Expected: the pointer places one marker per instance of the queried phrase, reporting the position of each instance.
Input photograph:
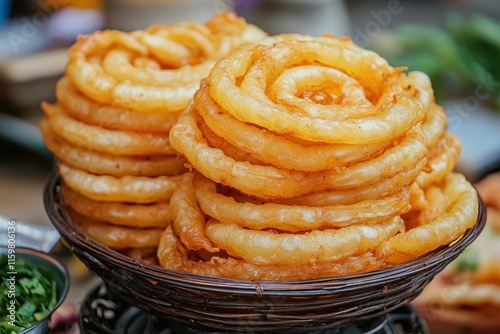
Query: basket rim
(55, 209)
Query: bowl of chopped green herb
(33, 285)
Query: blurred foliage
(461, 58)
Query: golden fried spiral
(312, 152)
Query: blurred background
(456, 42)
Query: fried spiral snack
(310, 153)
(109, 129)
(154, 69)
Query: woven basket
(228, 305)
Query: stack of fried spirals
(312, 157)
(109, 129)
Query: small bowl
(59, 273)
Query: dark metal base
(104, 313)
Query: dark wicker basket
(243, 306)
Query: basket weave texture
(228, 305)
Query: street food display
(308, 157)
(312, 157)
(109, 129)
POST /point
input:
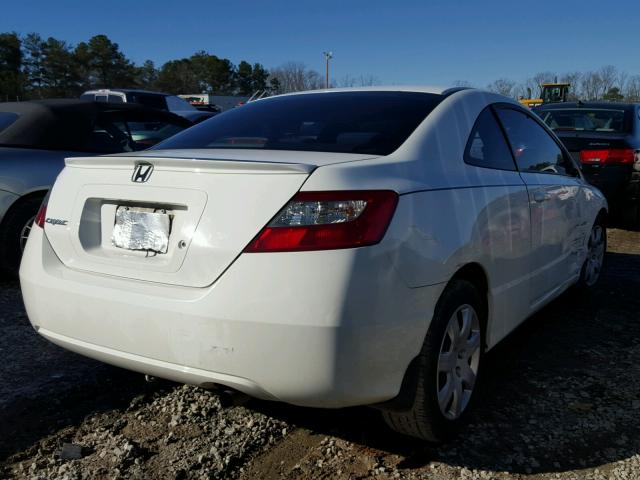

:: GOAL OF THE EXERCISE ::
An exact reproduction of the lines from the line containing "Query: dark metal base" through the end of the listing above is needed; pictures stay out.

:: EXPECTED ANSWER ::
Query: dark metal base
(104, 313)
Query: dark wicker basket
(243, 306)
Query: basket weave texture
(228, 305)
Query: street food display
(308, 157)
(312, 157)
(109, 129)
POST /point
input:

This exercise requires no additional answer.